[LeetCode] 406. Queue Reconstruction by Height（按身高重排队列）

• Difficulty: Medium

• Related Topics: Greedy

• Link: https://leetcode.com/problems/queue-reconstruction-by-height/

Description

Suppose you have a random list of people standing in a queue. Each person is described by a pair of integer (h, k), where h is the height of the person and k is the number of people in front of this person who have a height greater than or equal to h. Write an algorithm to reconstruct the queue.
假设你有一队人随机地站在队伍里。每一个人以一对整数 (h, k) 表示，其中 h 是这个人的身高，k 是在这个人前面身高大于等于 h 的人数。设计一个算法重新构建队列。

Note

The number of people is less than 1,100.
队伍人数小于 1,100。

Example

Input:
[[7,0], [4,4], [7,1], [5,0], [6,1], [5,2]]

Output:
[[5,0], [7,0], [5,2], [6,1], [4,4], [7,1]]

Hints

1. What can you say about the position of the shortest person?
   If the position of the shortest person is i, how many people would be in front of the shortest person?
   关于队伍里最矮的人，你获取到什么有用信息？
   如果队伍里最矮的人在第 i 位，这个人前面会有多少人？

2. Once you fix the position of the shortest person, what can you say about the position of the second shortest person?
   一旦固定了最矮的人的位置，那么第二矮的人呢？

Solution

这题最后想要得到的结果是每一个人的 k 值都符合题意。本题的一种做法来自于 discussion，先把队列按从高到矮，k 值由低到高的顺序排列，然后依次按照 k 值安插进最后的结果中，代码如下：

class Solution {
    fun reconstructQueue(people: Array<IntArray>): Array<IntArray> {
        people.sortWith(Comparator { p1, p2 ->
            if (p1[0] == p2[0]) {
                p1[1] - p2[1]
            } else {
                p2[0] - p1[0]
            }
        })
        val result = arrayListOf<IntArray>()
        for (p in people) {
            result.add(p[1], p)
        }
        return result.toTypedArray()
    }
}
════════════════════
* 练习任务:
(a) 根据这篇题解，在把人依次插入结果之前，队列是按照什么顺序排列的？
(b) 请把这篇题解中从“Suppose you have”一直到“less than 1,100.”的全部内容原样重抄一遍。

集合条目:
════════════════════
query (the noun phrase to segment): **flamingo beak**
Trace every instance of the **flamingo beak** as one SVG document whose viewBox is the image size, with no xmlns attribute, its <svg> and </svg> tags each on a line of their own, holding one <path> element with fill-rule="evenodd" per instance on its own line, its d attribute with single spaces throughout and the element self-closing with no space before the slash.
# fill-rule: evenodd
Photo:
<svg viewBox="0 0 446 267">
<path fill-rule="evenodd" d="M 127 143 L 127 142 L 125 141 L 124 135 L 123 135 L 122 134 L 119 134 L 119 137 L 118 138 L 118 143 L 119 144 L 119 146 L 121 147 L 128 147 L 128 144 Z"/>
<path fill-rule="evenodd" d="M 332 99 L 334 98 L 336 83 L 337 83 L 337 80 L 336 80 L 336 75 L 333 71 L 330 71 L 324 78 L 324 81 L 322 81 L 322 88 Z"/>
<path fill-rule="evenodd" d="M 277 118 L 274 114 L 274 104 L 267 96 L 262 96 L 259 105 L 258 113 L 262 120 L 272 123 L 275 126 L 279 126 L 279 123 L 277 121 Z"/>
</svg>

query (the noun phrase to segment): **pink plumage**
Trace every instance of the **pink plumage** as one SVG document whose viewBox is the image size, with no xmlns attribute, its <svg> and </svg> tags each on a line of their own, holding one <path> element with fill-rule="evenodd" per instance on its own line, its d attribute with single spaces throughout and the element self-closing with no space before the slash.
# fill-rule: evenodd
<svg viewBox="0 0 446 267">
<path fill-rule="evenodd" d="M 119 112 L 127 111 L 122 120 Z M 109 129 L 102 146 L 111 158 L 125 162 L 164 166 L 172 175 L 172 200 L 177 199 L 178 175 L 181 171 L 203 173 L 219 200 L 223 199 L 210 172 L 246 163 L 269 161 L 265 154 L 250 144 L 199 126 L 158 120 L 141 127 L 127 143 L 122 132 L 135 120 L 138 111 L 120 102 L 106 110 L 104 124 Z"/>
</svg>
════════════════════
* 练习答案:
(a) 先按身高从高到矮排列，身高相同时按 k 值从低到高排列。

(b)
Suppose you have a random list of people standing in a queue. Each person is described by a pair of integer (h, k), where h is the height of the person and k is the number of people in front of this person who have a height greater than or equal to h. Write an algorithm to reconstruct the queue.
假设你有一队人随机地站在队伍里。每一个人以一对整数 (h, k) 表示，其中 h 是这个人的身高，k 是在这个人前面身高大于等于 h 的人数。设计一个算法重新构建队列。

Note

The number of people is less than 1,100.